● Problem requirements: Could you repeat, word for word, every line from the one containing "Phrase -- forearm tattoo" through the final line of the records below, and nothing else?

Extracted records:

────────────────────────────────────────

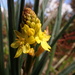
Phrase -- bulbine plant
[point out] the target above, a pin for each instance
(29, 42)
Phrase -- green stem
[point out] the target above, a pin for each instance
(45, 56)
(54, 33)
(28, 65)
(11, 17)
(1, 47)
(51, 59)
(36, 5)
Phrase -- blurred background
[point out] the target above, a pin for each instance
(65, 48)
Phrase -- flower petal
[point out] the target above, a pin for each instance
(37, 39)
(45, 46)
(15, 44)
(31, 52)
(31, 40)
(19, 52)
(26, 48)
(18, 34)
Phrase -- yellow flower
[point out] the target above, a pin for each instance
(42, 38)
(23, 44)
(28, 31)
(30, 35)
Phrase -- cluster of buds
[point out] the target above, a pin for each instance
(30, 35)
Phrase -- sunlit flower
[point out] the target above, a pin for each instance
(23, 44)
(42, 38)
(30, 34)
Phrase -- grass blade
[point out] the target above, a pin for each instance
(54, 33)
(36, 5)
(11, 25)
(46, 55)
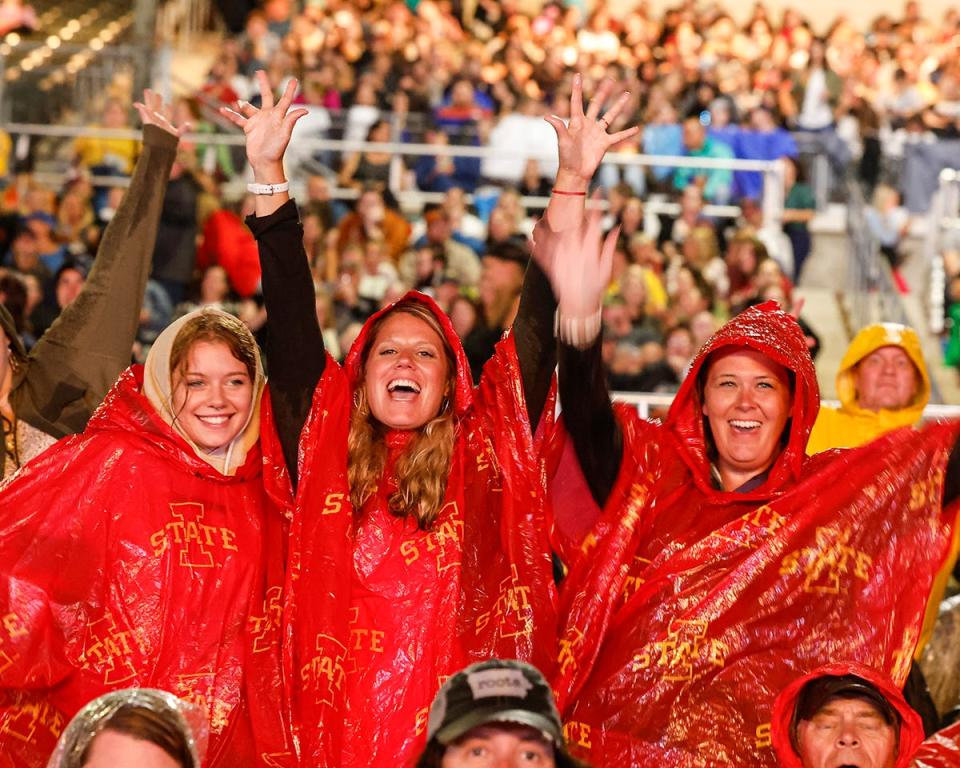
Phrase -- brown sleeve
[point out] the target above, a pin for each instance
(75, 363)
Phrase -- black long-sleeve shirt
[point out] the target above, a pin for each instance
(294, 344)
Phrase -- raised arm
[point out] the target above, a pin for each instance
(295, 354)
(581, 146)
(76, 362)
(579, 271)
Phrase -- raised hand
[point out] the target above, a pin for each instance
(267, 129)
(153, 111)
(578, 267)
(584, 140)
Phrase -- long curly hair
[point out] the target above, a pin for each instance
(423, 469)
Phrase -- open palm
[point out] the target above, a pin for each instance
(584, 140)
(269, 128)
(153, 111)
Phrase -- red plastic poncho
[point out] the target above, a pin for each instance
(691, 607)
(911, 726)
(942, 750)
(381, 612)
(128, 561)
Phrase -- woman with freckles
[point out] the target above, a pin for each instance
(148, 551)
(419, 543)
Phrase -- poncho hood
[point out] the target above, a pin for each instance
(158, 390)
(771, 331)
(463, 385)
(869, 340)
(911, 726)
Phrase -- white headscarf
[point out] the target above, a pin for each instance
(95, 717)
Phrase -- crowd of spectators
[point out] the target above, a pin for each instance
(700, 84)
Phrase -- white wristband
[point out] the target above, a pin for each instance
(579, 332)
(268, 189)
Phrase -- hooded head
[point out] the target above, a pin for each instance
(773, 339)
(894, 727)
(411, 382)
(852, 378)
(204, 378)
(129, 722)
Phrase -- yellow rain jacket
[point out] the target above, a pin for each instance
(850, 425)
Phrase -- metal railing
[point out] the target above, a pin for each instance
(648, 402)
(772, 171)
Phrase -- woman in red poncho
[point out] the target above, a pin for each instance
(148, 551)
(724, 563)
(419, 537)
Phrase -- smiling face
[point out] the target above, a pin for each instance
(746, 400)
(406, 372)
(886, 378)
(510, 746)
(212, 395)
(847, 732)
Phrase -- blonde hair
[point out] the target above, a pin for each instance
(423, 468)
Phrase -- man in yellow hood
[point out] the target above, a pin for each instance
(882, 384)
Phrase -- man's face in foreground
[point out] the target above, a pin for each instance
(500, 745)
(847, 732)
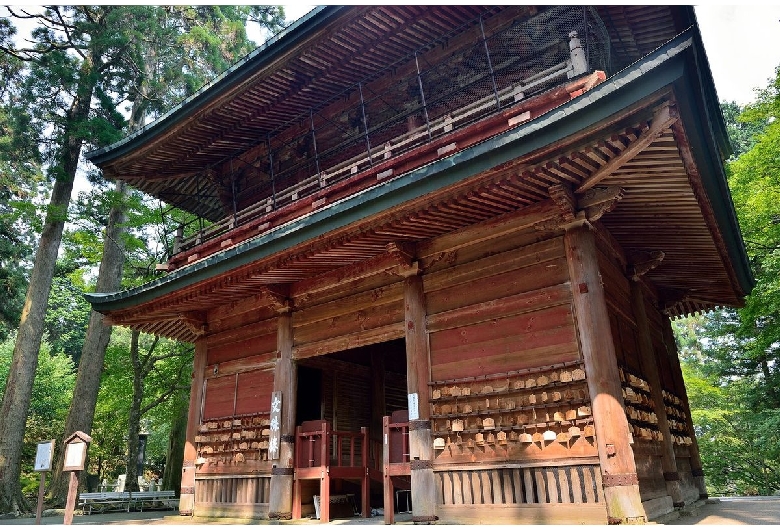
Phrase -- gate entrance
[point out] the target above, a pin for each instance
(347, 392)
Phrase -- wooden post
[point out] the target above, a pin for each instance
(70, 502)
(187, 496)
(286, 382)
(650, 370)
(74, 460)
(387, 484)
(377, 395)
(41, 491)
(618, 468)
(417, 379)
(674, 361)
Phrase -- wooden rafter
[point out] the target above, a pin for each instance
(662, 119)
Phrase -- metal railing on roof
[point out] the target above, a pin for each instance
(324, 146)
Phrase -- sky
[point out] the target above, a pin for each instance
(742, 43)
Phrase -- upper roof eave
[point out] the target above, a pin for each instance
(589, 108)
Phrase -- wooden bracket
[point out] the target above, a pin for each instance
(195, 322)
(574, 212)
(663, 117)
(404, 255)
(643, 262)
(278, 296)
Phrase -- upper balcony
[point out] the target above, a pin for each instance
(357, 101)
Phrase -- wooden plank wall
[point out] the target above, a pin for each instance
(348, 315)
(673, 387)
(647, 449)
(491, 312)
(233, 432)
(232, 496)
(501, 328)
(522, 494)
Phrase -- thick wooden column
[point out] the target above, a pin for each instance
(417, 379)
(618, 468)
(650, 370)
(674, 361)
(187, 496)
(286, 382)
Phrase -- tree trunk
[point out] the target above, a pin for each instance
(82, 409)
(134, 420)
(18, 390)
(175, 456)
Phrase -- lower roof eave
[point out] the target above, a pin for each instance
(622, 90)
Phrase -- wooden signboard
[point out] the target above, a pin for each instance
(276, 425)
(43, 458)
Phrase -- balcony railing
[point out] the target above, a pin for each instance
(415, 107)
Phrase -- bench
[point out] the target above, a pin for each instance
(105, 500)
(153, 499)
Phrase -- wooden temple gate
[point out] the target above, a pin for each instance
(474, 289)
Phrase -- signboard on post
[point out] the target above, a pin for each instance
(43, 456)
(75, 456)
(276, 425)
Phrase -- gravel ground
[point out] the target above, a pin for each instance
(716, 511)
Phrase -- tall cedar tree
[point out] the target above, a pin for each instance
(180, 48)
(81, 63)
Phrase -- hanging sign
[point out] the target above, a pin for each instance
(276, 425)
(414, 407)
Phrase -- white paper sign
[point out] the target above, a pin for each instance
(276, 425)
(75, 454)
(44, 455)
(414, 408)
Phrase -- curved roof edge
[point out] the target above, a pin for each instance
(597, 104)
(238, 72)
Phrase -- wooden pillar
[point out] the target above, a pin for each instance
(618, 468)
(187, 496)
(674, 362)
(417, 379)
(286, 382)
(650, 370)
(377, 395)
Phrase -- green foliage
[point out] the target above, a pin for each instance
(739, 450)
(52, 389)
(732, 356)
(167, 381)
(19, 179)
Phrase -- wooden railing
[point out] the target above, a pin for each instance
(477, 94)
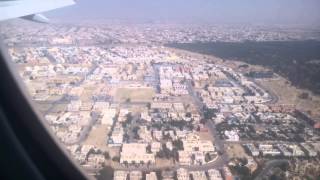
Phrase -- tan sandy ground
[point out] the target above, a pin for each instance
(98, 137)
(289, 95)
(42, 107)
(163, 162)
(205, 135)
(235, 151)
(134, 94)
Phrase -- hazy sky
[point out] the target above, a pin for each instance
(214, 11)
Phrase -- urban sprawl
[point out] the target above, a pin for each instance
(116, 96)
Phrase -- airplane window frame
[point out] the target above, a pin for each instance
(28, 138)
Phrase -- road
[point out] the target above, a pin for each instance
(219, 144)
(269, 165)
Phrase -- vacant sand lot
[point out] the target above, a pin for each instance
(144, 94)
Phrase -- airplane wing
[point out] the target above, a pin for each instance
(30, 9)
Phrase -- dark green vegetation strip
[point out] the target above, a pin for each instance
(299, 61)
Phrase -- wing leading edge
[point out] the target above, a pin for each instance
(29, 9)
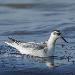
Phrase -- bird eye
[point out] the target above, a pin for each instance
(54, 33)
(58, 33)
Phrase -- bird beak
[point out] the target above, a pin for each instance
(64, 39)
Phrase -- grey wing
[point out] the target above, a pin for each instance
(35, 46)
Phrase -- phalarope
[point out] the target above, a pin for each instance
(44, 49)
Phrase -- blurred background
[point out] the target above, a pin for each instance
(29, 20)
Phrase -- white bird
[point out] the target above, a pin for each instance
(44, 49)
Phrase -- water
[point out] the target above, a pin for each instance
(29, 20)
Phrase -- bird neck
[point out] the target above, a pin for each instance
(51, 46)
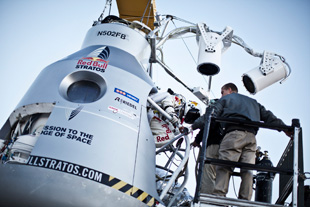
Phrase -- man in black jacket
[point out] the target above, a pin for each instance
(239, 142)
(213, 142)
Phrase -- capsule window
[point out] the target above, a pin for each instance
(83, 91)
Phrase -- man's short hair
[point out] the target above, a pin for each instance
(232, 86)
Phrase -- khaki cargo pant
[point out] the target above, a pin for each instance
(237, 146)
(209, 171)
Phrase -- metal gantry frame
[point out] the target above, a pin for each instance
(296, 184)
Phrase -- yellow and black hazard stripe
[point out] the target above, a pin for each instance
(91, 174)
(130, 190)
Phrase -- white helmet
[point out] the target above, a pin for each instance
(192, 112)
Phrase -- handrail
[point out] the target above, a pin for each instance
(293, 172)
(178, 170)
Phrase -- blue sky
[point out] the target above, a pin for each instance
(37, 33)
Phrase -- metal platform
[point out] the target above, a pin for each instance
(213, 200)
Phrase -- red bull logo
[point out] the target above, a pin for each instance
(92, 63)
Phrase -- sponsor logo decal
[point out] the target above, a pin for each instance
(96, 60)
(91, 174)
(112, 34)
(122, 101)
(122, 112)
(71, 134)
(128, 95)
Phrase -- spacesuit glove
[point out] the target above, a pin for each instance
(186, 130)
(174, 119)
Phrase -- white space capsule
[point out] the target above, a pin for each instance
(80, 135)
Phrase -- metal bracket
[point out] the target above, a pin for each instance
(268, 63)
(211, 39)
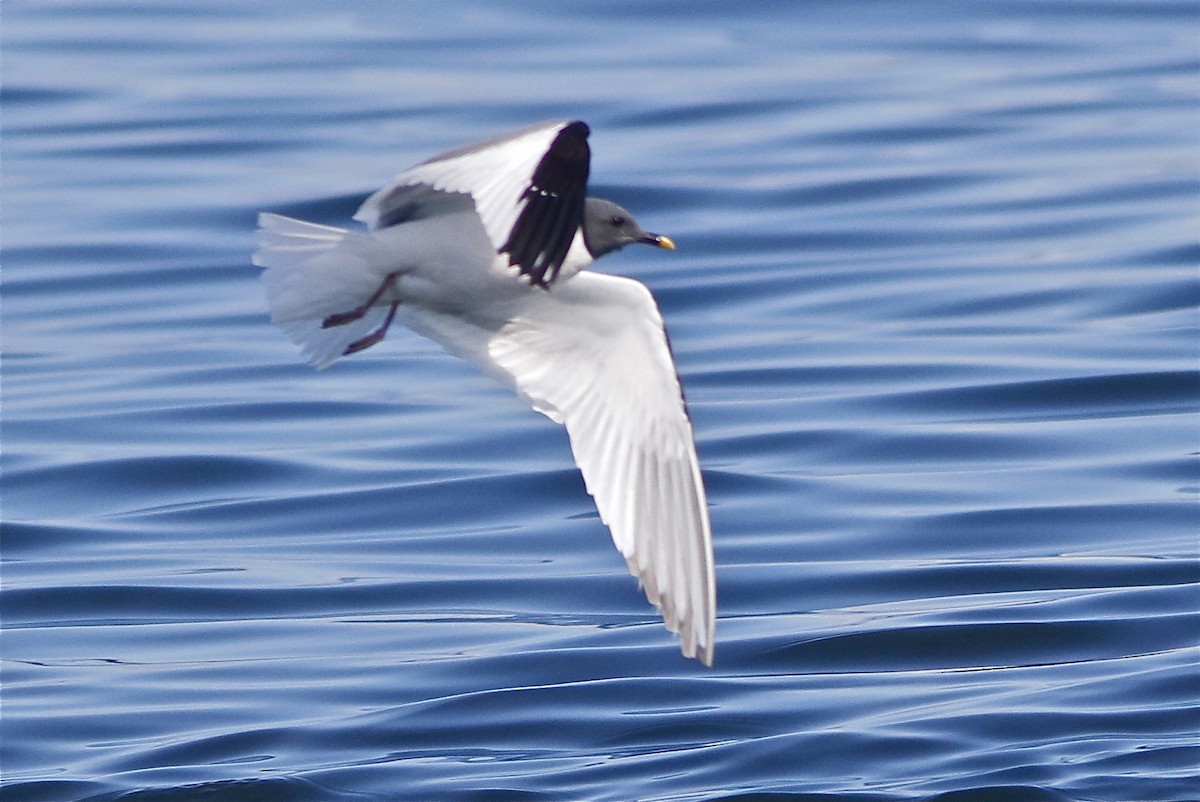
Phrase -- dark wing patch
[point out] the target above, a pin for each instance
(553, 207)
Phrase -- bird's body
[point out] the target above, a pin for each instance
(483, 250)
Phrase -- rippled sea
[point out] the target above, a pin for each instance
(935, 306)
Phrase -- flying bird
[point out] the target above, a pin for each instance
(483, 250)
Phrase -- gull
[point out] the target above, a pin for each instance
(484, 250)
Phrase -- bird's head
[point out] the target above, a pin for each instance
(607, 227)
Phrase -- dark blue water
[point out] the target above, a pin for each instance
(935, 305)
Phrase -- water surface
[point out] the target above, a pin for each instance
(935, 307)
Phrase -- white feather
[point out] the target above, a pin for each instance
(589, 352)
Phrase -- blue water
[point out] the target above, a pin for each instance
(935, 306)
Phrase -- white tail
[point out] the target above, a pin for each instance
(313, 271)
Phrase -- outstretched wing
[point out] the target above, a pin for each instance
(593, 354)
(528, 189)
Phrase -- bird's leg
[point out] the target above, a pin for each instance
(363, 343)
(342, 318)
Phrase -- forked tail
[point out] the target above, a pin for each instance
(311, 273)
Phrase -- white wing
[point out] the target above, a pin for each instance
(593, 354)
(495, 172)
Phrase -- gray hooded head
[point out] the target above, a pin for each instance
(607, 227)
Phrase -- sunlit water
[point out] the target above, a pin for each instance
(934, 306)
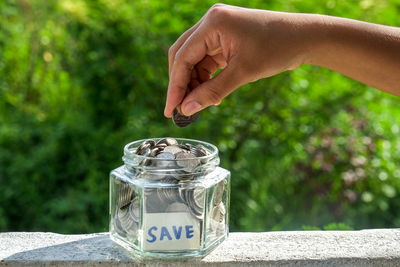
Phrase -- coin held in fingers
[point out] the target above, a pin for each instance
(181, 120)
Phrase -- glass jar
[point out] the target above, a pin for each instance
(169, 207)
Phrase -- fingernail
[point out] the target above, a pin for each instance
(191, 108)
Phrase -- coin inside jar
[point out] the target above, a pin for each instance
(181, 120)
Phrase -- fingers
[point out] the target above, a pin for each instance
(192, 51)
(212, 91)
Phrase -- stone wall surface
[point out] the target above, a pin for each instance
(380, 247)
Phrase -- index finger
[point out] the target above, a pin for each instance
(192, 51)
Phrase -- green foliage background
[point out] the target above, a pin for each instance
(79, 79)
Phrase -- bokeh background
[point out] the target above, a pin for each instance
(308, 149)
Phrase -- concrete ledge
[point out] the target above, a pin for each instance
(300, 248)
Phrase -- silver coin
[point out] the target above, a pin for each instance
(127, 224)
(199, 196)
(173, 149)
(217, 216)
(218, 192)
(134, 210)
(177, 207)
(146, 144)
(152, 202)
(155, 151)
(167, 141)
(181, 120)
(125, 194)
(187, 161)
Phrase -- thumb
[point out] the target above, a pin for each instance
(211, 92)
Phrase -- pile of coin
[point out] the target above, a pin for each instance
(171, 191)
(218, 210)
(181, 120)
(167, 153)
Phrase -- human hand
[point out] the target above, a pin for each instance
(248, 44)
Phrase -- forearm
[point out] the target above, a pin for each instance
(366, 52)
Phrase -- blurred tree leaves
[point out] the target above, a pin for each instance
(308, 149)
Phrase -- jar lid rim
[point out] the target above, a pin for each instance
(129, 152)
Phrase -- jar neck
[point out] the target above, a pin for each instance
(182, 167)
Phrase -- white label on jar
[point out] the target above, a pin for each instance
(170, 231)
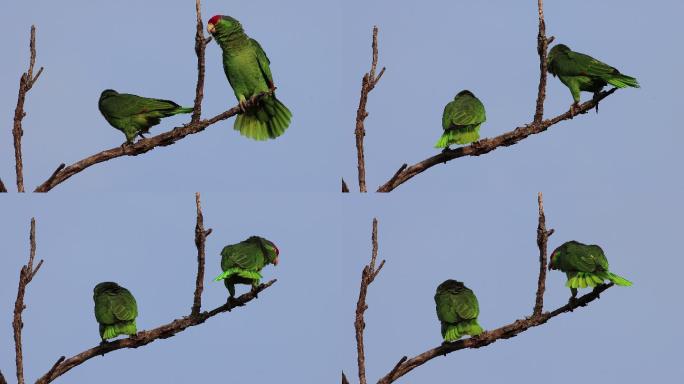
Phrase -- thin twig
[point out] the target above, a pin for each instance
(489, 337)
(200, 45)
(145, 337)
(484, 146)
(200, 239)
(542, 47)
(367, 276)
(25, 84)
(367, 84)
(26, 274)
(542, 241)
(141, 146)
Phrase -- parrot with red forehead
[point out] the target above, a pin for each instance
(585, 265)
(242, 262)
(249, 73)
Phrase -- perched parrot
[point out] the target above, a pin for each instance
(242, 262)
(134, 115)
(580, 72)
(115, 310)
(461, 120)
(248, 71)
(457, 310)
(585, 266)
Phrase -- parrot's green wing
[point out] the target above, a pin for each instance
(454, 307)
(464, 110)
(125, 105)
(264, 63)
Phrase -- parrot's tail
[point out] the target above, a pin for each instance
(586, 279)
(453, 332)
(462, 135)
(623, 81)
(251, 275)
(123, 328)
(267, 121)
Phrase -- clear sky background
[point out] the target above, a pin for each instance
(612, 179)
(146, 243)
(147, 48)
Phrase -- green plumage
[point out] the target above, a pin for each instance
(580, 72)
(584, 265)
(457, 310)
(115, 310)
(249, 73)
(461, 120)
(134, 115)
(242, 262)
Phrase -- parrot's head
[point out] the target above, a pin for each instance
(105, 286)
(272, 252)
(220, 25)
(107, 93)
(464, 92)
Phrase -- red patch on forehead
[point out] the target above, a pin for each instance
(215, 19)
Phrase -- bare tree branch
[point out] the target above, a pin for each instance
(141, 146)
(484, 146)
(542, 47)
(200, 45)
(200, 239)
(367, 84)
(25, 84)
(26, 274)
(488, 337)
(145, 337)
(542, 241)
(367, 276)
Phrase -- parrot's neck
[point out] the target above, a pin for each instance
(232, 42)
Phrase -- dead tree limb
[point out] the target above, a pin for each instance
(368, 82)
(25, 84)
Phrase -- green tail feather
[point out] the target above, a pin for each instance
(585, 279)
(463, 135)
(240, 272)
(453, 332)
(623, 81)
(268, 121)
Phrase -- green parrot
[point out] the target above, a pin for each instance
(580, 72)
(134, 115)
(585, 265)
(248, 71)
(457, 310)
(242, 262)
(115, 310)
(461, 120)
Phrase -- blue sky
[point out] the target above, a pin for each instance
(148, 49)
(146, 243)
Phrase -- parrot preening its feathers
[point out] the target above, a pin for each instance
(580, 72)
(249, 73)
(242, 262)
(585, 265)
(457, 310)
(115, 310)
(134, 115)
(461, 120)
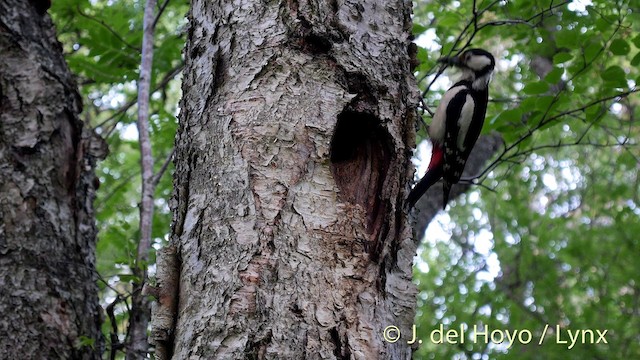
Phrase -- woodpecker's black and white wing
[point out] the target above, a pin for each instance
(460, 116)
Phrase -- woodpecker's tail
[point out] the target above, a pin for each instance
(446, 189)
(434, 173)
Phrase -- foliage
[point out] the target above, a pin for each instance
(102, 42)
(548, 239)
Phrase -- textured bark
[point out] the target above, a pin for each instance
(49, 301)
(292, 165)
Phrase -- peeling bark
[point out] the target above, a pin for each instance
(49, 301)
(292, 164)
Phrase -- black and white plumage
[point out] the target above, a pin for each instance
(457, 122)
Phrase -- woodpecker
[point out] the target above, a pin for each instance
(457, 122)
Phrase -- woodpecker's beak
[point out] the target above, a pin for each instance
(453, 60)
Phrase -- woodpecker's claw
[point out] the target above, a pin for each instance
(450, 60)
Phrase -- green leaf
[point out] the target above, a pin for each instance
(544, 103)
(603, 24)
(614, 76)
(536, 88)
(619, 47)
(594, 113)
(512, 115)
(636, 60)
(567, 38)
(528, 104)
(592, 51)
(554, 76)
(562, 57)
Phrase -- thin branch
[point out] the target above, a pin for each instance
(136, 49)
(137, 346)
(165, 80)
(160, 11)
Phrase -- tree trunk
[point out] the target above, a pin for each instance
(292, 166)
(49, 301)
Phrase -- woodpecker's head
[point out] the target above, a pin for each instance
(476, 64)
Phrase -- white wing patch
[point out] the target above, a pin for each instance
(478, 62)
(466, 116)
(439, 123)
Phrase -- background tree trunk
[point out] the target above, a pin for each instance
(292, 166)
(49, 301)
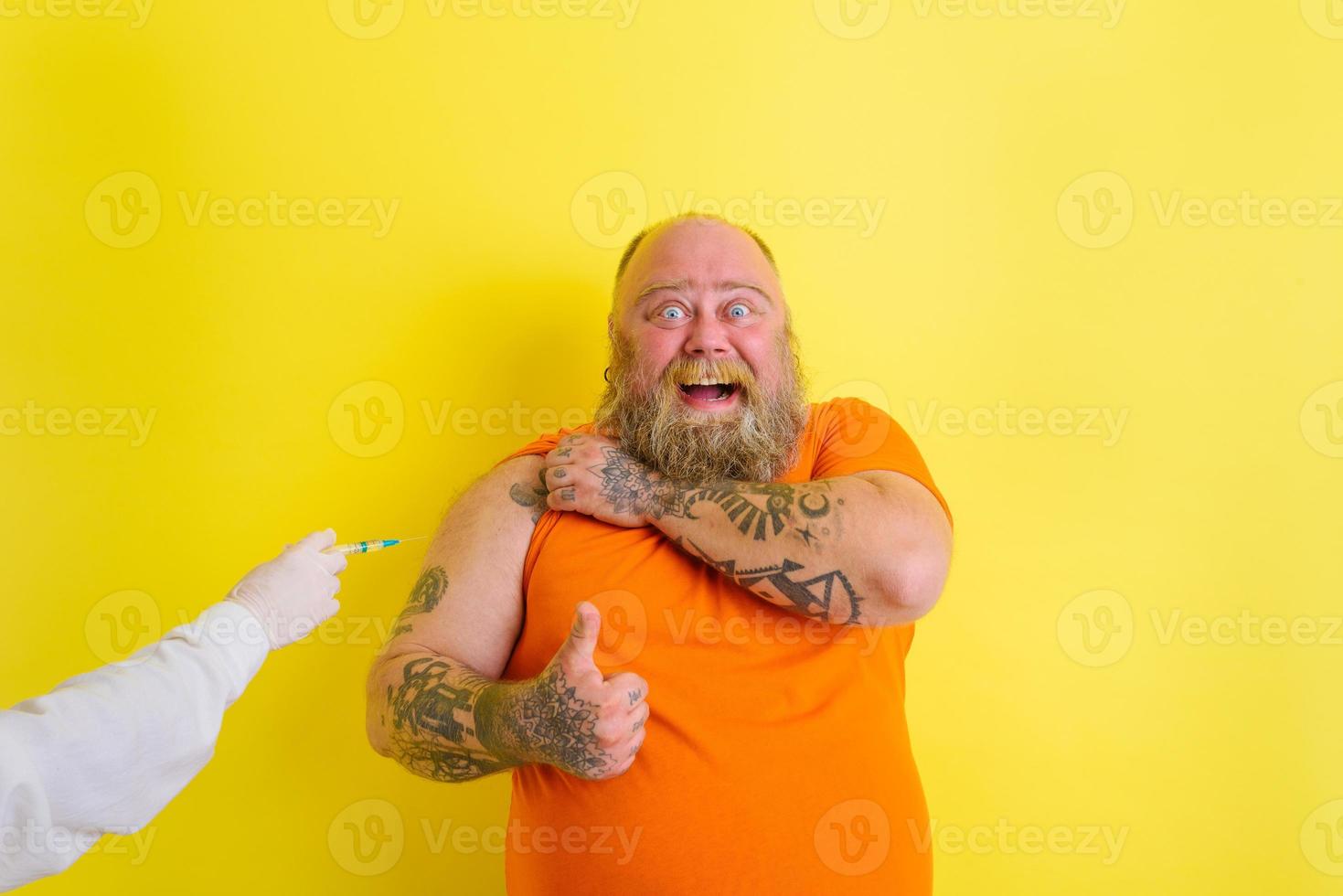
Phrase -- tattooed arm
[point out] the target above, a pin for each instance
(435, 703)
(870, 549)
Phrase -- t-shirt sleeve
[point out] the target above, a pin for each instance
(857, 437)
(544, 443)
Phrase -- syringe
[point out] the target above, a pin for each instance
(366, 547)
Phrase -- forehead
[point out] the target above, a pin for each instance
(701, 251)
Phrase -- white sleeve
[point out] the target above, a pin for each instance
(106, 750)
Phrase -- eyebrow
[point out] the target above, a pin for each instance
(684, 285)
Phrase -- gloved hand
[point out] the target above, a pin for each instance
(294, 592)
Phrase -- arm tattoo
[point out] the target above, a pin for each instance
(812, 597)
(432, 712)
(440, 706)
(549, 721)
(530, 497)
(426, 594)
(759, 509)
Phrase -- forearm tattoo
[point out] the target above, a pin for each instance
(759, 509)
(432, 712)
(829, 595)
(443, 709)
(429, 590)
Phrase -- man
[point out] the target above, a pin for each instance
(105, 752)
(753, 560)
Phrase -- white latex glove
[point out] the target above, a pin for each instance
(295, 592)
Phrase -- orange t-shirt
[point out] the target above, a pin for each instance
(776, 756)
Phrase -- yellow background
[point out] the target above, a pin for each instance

────────────────────────────────────────

● Output of the task:
Phrase -- forearm tattoo
[point out] the target above, a pin for each instance
(759, 509)
(432, 712)
(829, 595)
(443, 709)
(429, 590)
Phrase -- man
[point out] the target above, a pin for each instance
(105, 752)
(753, 560)
Phrase -- white latex glove
[point out] the target above, a pin for each instance
(295, 592)
Phrase -- orange t-shirt
[point out] the target above, a pin for each instance
(776, 756)
Phrase -- yellow background
[point out] the target above, a pin for each instance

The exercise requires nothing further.